(Dataset entries)
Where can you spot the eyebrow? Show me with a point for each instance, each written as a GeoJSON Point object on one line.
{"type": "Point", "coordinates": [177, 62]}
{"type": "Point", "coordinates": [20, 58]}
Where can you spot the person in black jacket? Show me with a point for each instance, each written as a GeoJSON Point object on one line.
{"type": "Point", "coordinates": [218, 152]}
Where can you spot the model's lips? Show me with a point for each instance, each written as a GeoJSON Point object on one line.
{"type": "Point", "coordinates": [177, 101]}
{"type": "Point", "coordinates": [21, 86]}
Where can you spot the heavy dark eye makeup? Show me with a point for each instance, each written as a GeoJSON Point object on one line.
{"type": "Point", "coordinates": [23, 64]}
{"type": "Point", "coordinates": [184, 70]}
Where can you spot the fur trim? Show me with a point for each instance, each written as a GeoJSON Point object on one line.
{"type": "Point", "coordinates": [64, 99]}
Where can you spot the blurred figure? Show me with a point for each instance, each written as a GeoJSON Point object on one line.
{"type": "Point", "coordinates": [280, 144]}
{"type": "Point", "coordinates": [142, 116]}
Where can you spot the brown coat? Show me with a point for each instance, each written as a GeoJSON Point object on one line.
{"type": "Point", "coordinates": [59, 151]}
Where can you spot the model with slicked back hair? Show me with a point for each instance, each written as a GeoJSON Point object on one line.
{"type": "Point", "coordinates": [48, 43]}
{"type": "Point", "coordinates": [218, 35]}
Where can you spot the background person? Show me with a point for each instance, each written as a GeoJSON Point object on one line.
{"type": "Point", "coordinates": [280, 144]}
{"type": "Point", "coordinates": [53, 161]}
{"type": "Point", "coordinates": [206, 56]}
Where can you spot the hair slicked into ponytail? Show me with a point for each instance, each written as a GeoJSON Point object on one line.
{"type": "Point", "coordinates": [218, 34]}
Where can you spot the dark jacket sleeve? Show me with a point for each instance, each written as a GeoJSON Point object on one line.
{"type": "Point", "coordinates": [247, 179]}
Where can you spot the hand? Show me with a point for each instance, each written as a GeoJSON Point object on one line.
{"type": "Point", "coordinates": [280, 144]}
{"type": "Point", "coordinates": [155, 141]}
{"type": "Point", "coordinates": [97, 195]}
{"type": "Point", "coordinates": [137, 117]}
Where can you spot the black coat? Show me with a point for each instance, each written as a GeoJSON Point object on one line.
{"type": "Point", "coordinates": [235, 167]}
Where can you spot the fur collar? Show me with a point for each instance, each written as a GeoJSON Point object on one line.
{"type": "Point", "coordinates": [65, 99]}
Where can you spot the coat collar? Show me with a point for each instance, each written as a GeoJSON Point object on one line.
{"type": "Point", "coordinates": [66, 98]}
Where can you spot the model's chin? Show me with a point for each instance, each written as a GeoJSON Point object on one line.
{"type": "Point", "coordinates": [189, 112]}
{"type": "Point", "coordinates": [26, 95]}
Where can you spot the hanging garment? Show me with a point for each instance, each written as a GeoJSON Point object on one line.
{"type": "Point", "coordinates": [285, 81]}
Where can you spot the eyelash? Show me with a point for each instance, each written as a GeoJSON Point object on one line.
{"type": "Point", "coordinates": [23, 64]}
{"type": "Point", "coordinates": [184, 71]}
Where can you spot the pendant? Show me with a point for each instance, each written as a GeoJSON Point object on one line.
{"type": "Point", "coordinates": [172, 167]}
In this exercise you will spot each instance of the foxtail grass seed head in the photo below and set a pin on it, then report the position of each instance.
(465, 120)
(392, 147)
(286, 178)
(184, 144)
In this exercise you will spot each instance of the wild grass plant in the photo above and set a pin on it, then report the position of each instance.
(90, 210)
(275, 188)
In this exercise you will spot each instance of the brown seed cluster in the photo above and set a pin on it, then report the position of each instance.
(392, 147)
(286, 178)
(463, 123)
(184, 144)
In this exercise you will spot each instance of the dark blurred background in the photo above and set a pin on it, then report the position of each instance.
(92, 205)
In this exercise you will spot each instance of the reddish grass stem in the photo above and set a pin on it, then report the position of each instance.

» **What is being asked**
For this exercise, all the data must be repeated exactly.

» **Answer for this exercise**
Where can you spot the eyebrow? Show me with a point for each instance, each written as a GeoJSON Point object on one line.
{"type": "Point", "coordinates": [177, 62]}
{"type": "Point", "coordinates": [20, 58]}
Where can you spot the person in black jacket? Show me with a point for each instance, each written as a GeoJSON Point object on one line.
{"type": "Point", "coordinates": [218, 152]}
Where can you spot the model's lips? Show me with a point for each instance, each written as a GeoJSON Point object on one line.
{"type": "Point", "coordinates": [177, 101]}
{"type": "Point", "coordinates": [21, 86]}
Where can you spot the heavy dark eye makeup? Show me with a point for each instance, each written as a GeoJSON Point object on one line.
{"type": "Point", "coordinates": [23, 64]}
{"type": "Point", "coordinates": [184, 70]}
Where can you spot the fur trim? Show me with a point for each instance, each written as a GeoJSON Point object on one line.
{"type": "Point", "coordinates": [64, 99]}
Where can you spot the blurred figure? Show me with a point for each instance, each written as a GeoJSON Point object on one line.
{"type": "Point", "coordinates": [280, 144]}
{"type": "Point", "coordinates": [142, 116]}
Where can you spot the brown coat? Show me with a point for each instance, each written as a GeoJSON Point object on one line.
{"type": "Point", "coordinates": [59, 151]}
Where can you spot the model with slicked back hair? Show me with a point for each instance, each written as a GeoJSON Point object on one line.
{"type": "Point", "coordinates": [48, 43]}
{"type": "Point", "coordinates": [218, 35]}
Where can you spot the background person? Show me with a point for each instance, each written as a GeoJSON Point object on one line.
{"type": "Point", "coordinates": [280, 144]}
{"type": "Point", "coordinates": [53, 161]}
{"type": "Point", "coordinates": [206, 56]}
Where can you spot the hair slicked into ponytail? Show me with a point for each instance, each written as a GeoJSON Point object on one line.
{"type": "Point", "coordinates": [218, 34]}
Where can you spot the dark jacket sleeve? Show me with a point for each instance, each written as a GeoJSON Point object on one line.
{"type": "Point", "coordinates": [247, 179]}
Where can you spot the hand? Show me with a point for each instance, each written as a GeoJSON Point object on one line.
{"type": "Point", "coordinates": [280, 144]}
{"type": "Point", "coordinates": [155, 141]}
{"type": "Point", "coordinates": [97, 195]}
{"type": "Point", "coordinates": [137, 117]}
Where can you spot the black coat? Show me with a point for each instance, each written as a GeoJSON Point object on one line.
{"type": "Point", "coordinates": [235, 167]}
Where can you spot the fur collar? Show me with a point for each instance, each written as a GeoJSON Point object on one line.
{"type": "Point", "coordinates": [65, 99]}
Where can you spot the coat collar? Show me with a point for each instance, each written as a GeoJSON Point object on one line.
{"type": "Point", "coordinates": [66, 98]}
Where can you spot the model's chin? Show me with a point for each instance, each written as a GeoJSON Point object on one line.
{"type": "Point", "coordinates": [189, 112]}
{"type": "Point", "coordinates": [26, 95]}
Where can you spot the hanging garment? Show me with a point for each instance, each written as a GeoJSON Point object on one line.
{"type": "Point", "coordinates": [285, 81]}
Where can you spot the eyelash? Show me with a point for each instance, each written as a GeoJSON Point object on one line.
{"type": "Point", "coordinates": [23, 64]}
{"type": "Point", "coordinates": [184, 71]}
Where can you spot the pendant? Show me with a point for each instance, each written as a GeoJSON Point object on one line.
{"type": "Point", "coordinates": [172, 167]}
In this exercise you will spot each instance of the foxtail grass seed head in the photo below and set a pin on it, then report the position of each instance.
(465, 120)
(392, 147)
(286, 178)
(184, 144)
In this exercise you will spot each instance of the wild grass plant in the photo above and set a pin on it, then report the position of each instance.
(90, 210)
(275, 188)
In this exercise you will spot each instance of the brown seed cluster in the photo above and set a pin on it, then report the position of each instance.
(392, 147)
(286, 178)
(463, 123)
(184, 144)
In this exercise you will spot each instance of the dark blurred background in the photo above and set a pin on it, then report the position of each instance.
(92, 205)
In this exercise you will spot each instance of the reddish grass stem in the photo above and set a pin on it, then report the position of each instance.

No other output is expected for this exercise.